--- Passage shown Enclosed Below ---

RIYADH: Saudi equities closed higher on Wednesday, with the Tadawul All Share Index rising 51.52 points, or 0.47 percent, to finish at 10,945.15. 

Trading activity was robust, with 373.9 million shares exchanged and total turnover reaching SR6.81 billion. 

The MT30 Index also ended the session in positive territory, advancing 11.93 points, or 0.82 percent, to 1,472.82, while the Nomu Parallel Market Index declined 116.82 points, or 0.49 percent, to 23,551.47, reflecting continued volatility in the parallel market.

The main market saw 90 gainers against 171 decliners, indicating selective buying. 

On the upside, Al Kathiri Holding Co. led gainers, closing at SR2.18, up SR0.12, or 5.83 percent. Wafrah for Industry and Development Co. advanced to SR23, gaining SR0.99, or 4.5 percent, while Al Ramz Real Estate Co. rose 4.35 percent to close at SR60.

SABIC Agri-Nutrients Co. added 4.21 percent to SR118.70, and Al Jouf Agricultural Development Co. climbed 4.12 percent to SR45. 

Meanwhile, losses were led by Saudi Industrial Export Co., which fell 9.73 percent to SR2.69. United Cooperative Assurance Co. declined 5.08 percent to SR3.74, while Thimar Development Holding Co. dropped 4.54 percent to SR35.30.  

Abdullah Saad Mohammed Abo Moati for Bookstores Co. retreated 4.15 percent to SR48.50, and Gulf Union Alahlia Cooperative Insurance Co. slipped 3.96 percent to SR10.44. 

On the announcement front, Saudi National Bank announced its intention to issue US dollar-denominated Additional Tier 1 capital notes under its existing international capital programe, with the final size and terms to be determined subject to market conditions and regulatory approvals.  

The planned issuance aims to strengthen Tier 1 capital and support the bank’s broader financial and strategic objectives.  

The stock closed at SR42.70, gaining SR0.70, or 1.67 percent, reflecting positive investor reaction to the capital management move. 

Separately, Almasane Alkobra Mining Co. said its board approved the establishment of a wholly owned simplified joint stock company to provide drilling, exploration and related support services, with a share capital of SR100 million and headquarters in Najran, subject to regulatory approvals.  

The new subsidiary aligns with the company’s strategy to enhance operational efficiency and expand its role in the Kingdom’s mining sector.

Shares of Almasane Alkobra Mining closed at SR98.70, up SR0.30, or 0.3 percent, by the end of the session.

--- End of Enclosed Passage shown ---
--- Information provided Enclosed Below ---

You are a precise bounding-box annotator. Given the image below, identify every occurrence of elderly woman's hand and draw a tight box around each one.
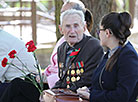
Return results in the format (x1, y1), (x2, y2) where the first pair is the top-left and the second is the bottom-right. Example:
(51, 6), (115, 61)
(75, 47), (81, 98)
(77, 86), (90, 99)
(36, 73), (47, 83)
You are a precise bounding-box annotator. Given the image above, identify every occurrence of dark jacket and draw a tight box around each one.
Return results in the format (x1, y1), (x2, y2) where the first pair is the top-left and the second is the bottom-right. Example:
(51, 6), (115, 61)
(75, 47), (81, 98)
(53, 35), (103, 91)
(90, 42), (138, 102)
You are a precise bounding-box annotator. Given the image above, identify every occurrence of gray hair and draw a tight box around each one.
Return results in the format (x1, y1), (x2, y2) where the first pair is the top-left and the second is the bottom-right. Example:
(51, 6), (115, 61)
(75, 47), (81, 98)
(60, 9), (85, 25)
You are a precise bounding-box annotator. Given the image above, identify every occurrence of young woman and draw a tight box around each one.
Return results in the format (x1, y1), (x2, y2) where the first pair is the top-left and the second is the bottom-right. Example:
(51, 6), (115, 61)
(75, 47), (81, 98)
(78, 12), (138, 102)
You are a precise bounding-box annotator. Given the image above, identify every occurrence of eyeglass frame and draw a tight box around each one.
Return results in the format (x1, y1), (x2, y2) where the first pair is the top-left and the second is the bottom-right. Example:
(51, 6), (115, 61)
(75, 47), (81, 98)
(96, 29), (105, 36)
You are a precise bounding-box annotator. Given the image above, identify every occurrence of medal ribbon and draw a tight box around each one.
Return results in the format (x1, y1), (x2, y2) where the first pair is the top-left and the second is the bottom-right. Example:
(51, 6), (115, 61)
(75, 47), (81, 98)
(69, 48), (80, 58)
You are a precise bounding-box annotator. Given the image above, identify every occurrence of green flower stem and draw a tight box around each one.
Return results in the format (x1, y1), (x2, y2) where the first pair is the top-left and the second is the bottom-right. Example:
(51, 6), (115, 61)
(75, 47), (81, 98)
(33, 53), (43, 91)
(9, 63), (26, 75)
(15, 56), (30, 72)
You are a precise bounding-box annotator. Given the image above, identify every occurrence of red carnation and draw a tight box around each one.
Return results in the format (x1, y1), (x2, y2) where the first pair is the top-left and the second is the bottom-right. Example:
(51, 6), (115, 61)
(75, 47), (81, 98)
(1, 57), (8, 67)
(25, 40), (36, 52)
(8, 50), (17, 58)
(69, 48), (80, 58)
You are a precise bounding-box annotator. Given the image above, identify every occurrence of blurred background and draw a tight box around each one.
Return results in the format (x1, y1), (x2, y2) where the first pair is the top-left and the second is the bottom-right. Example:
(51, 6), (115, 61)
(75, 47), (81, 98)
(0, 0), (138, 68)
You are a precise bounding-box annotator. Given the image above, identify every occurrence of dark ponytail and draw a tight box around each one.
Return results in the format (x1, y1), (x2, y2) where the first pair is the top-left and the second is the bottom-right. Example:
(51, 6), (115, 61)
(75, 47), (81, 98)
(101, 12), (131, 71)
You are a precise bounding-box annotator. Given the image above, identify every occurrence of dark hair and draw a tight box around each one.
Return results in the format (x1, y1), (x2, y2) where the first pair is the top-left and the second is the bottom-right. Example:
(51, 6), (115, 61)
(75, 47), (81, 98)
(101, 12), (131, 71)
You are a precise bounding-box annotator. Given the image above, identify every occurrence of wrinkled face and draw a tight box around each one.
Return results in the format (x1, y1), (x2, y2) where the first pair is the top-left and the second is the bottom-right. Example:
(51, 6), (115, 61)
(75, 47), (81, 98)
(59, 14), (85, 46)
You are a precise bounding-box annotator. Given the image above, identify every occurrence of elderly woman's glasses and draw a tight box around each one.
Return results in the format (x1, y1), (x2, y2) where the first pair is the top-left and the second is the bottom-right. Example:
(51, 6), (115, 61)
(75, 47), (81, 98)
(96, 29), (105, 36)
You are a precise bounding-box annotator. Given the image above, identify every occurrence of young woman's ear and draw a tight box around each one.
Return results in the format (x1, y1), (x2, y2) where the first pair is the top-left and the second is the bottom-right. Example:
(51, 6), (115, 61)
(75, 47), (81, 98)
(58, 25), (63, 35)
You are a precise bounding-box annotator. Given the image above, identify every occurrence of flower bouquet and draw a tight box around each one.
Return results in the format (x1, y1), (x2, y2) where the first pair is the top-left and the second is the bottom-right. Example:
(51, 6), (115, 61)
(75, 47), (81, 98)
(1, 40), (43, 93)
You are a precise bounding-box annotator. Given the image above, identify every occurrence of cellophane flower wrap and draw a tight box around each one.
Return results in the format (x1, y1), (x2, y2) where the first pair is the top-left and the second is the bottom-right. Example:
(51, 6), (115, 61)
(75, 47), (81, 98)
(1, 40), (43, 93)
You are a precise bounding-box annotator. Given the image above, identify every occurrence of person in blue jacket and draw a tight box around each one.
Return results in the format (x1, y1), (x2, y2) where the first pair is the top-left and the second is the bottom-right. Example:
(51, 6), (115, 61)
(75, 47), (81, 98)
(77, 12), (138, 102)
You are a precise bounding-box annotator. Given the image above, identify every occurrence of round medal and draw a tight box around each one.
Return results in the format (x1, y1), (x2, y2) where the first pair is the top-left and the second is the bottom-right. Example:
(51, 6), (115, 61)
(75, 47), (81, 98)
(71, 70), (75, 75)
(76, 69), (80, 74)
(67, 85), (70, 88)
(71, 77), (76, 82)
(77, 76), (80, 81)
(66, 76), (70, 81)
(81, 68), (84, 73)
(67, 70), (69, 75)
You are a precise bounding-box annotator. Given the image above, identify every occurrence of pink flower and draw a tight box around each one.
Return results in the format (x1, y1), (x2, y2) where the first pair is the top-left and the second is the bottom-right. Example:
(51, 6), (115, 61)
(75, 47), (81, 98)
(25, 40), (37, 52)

--- End of Enclosed Information provided ---

▶ Task requirements
(A) In the Saudi market report, in which city will Almasane Alkobra Mining Co.'s new subsidiary have its headquarters?
(B) Retype word for word the part of the Saudi market report that opens with the words containing "The MT30 Index" and closes with "close at SR60.".

▶ Solutions by task
(A) Najran

(B)
The MT30 Index also ended the session in positive territory, advancing 11.93 points, or 0.82 percent, to 1,472.82, while the Nomu Parallel Market Index declined 116.82 points, or 0.49 percent, to 23,551.47, reflecting continued volatility in the parallel market.

The main market saw 90 gainers against 171 decliners, indicating selective buying. 

On the upside, Al Kathiri Holding Co. led gainers, closing at SR2.18, up SR0.12, or 5.83 percent. Wafrah for Industry and Development Co. advanced to SR23, gaining SR0.99, or 4.5 percent, while Al Ramz Real Estate Co. rose 4.35 percent to close at SR60.